Could you reproduce the stretch of the review of The Territory from "A production of" through "an existential threat.", word for word?

**DOCUMENT EXCERPT:**

+---+

Reeder’s Movie Reviews: The Territory
When evaluating a documentary, you might ask several questions. Does the film have a clear protagonist, or several? Does it have a compelling story and message? Does it have substance and depth? Has the director organized the material in a coherent way? In the case of Alex Pritz’s new movie, The Territory, the answers are a resounding “Yes.” It richly deserves its major awards from this year’s Sundance and Seattle International Film Festivals, among many others.
A production of National Geographic’s Documentary Division, it focuses on an Indigenous tribe living–actually, just trying to survive–in Brazil’s rapidly dwindling Amazonian rainforest. The Uru-eu-wau-wau people have seen their numbers dwindle to less than 200 in the forty years since first “contact” by white poachers, settlers and government representatives. They brought destruction to the landscape and disease, most recently COVID, to the native population, which now faces an existential threat.

+---+

**THE DATA:**
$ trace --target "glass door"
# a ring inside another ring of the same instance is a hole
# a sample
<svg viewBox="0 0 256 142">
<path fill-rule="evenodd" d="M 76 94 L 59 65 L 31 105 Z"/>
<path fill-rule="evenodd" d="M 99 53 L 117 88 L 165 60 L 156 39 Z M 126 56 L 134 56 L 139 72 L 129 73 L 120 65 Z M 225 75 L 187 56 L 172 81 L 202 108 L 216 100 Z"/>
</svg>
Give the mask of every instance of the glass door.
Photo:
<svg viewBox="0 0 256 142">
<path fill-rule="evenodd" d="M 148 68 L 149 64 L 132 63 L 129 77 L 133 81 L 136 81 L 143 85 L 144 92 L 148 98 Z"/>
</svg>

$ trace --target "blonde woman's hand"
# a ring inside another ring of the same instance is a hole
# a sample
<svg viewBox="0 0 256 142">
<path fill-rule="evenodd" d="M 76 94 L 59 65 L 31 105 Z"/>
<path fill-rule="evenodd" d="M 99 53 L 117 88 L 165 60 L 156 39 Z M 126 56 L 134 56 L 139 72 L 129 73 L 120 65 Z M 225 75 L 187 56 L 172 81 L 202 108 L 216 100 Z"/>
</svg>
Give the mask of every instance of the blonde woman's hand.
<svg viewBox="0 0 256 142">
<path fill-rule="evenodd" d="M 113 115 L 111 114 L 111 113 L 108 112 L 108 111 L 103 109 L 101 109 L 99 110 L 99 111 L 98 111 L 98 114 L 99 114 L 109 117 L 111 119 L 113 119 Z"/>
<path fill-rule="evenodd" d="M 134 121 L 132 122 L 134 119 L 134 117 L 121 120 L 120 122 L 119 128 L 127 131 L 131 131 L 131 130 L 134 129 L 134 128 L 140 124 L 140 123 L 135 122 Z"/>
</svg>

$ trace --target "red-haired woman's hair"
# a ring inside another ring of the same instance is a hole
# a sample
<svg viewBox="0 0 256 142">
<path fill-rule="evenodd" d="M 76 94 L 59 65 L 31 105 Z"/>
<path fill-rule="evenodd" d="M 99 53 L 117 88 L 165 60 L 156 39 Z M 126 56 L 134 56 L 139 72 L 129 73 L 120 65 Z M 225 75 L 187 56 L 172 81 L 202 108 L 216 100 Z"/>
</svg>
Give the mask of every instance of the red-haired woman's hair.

+---+

**SOLUTION TO THIS TASK:**
A production of National Geographic’s Documentary Division, it focuses on an Indigenous tribe living–actually, just trying to survive–in Brazil’s rapidly dwindling Amazonian rainforest. The Uru-eu-wau-wau people have seen their numbers dwindle to less than 200 in the forty years since first “contact” by white poachers, settlers and government representatives. They brought destruction to the landscape and disease, most recently COVID, to the native population, which now faces an existential threat.